Extracted data:
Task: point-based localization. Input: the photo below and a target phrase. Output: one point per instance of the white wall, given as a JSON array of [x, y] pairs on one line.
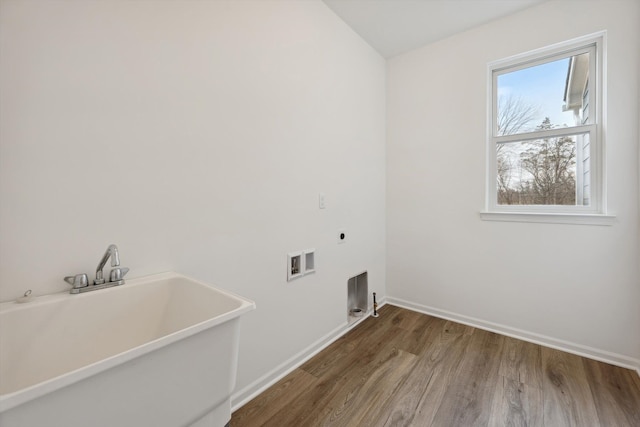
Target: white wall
[[196, 136], [570, 285]]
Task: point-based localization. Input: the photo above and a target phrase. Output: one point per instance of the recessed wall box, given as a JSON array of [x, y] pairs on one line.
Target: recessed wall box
[[295, 265]]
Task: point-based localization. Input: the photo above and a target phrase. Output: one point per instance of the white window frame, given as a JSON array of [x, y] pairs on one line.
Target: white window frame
[[596, 212]]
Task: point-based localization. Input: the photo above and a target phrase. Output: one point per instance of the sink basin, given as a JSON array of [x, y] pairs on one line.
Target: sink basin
[[160, 350]]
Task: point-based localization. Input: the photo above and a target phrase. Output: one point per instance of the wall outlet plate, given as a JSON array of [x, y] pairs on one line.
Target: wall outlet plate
[[295, 265]]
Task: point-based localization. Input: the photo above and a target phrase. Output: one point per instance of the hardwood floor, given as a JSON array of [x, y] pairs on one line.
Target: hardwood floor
[[409, 369]]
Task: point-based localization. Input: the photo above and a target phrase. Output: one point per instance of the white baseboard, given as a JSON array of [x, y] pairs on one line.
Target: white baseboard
[[241, 397], [569, 347]]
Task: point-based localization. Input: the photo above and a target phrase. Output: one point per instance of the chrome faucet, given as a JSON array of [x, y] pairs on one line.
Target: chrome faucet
[[80, 282], [111, 252]]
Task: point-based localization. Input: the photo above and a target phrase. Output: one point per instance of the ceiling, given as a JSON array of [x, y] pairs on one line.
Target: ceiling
[[396, 26]]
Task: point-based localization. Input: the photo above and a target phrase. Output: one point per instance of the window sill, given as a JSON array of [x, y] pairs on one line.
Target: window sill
[[550, 218]]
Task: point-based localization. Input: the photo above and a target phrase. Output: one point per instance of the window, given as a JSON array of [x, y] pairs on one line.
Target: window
[[545, 141]]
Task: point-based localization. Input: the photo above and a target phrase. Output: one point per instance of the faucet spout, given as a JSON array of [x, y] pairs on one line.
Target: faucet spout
[[111, 252]]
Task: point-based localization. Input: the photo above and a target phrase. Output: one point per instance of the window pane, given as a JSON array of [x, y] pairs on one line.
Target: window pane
[[556, 91], [552, 171]]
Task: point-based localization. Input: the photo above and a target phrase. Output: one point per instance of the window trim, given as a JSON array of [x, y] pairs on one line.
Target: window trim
[[596, 212]]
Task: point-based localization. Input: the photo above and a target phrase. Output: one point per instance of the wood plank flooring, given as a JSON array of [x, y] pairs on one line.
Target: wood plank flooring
[[410, 369]]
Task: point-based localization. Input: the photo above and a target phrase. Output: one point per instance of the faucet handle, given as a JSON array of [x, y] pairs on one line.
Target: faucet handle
[[118, 273], [78, 281]]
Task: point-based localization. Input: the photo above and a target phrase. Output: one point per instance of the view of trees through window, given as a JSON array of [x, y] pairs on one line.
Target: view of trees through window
[[539, 162]]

Work instructions: Can you reproduce all the rows above with "point-based localization" renamed to "point grounding" everywhere it appears and nothing else changed? Leave the pictures out.

Reply to the exercise:
Task: point grounding. Input: the photo below and a target phrase. Output: one point per instance of the white wall, given as a JSON array of [x, y] pairs on one line.
Target: white wall
[[196, 136], [570, 285]]
Task: point grounding. Input: the photo above and a target phrase. Output: one point per instance of the recessed wall box, given as a JSON array of [x, y] pairs on one line.
Target: recessed wall box
[[295, 265]]
Task: point grounding. Input: the photo above and a target phrase. Output: one point per instance of the white window frame, given as a JSON array of [x, y] pairs on one line.
Target: white window frame
[[596, 212]]
Task: point grounding. Input: the photo above and a target phrase. Output: one point per instance of the sink basin, given as a JSON array of [x, y] pairs on one line.
Target: sink basin
[[160, 350]]
Task: point grounding. Input: the photo above and a target phrase. Output: one point per instance of the wall outlet plate, given as a JSON array of [x, y] pairs on one line.
Target: wall outlet plate
[[295, 265]]
Task: point grounding. Input: the photo above and a target phrase. Output: one point per instance of the hardwood floor, given as a JSON array of [x, y] pairs on one line.
Target: hardwood floor
[[409, 369]]
Task: point grounding. Input: the photo above and a target phrase. Output: one point per instance of the white baseboard, given as a JSON array of [x, y] pairs on one line.
Target: white baseboard
[[241, 397], [569, 347]]
Task: point grounding. Input: the photo above and a target phrase. Output: one point per instance of the chrome faucet, given as a JSON array of [x, y] pairs on one line.
Target: chrome faucet
[[80, 282], [111, 252]]
Task: point grounding. Input: the photo above and a target phrase. Output: one point per instance of the ceiling, given as a JSON array of [x, y] pairs on one line.
Target: ceiling
[[396, 26]]
Task: point grounding. Input: the photo above and a target phrase. Output: one point per instance of the window sill, given as a JSON array of [x, y] pairs on one line.
Target: window sill
[[550, 218]]
Task: point grounding. Input: the photo above and a target phrase. Output: one point per instance of the window, given as a JSON array of [x, y] pairs on one line.
Target: window
[[545, 141]]
Task: point grounding. Input: the photo above and a target phrase. Output: one point per instance of the faucet spout, given as a JSON array of [x, y] pairs on one line.
Target: faucet spout
[[111, 252]]
Task: point grounding. Input: the photo above and a target phrase. Output: one point per instance of the window pane, given as a JSON array of [x, y] pairs on one line.
Target: window pane
[[556, 91], [552, 171]]
Task: point grounding. Input: the photo above and a target phrase. Output: one point per instance of the window trim, given as a JSON array of [x, y] pairs on one line.
Target: window trim
[[596, 212]]
Task: point grounding. Input: the photo above and a target phrase. Output: one point per instance of the wood plank flooring, given as a JSON array of [x, y] pairs on one line.
Target: wood plank flooring
[[410, 369]]
Task: point grounding. Input: the photo above and a target phrase. Output: one point per instance of the faucet handle, given as a JSON array of [x, y] pairs on one line.
Target: faucet handle
[[118, 273], [78, 281]]
Task: point grounding. Input: the photo above and a target phrase. Output: one point per instance of the view of trees through window, given as a JSON array of [x, y] pairs on one line.
Target: view of trees through window
[[539, 162]]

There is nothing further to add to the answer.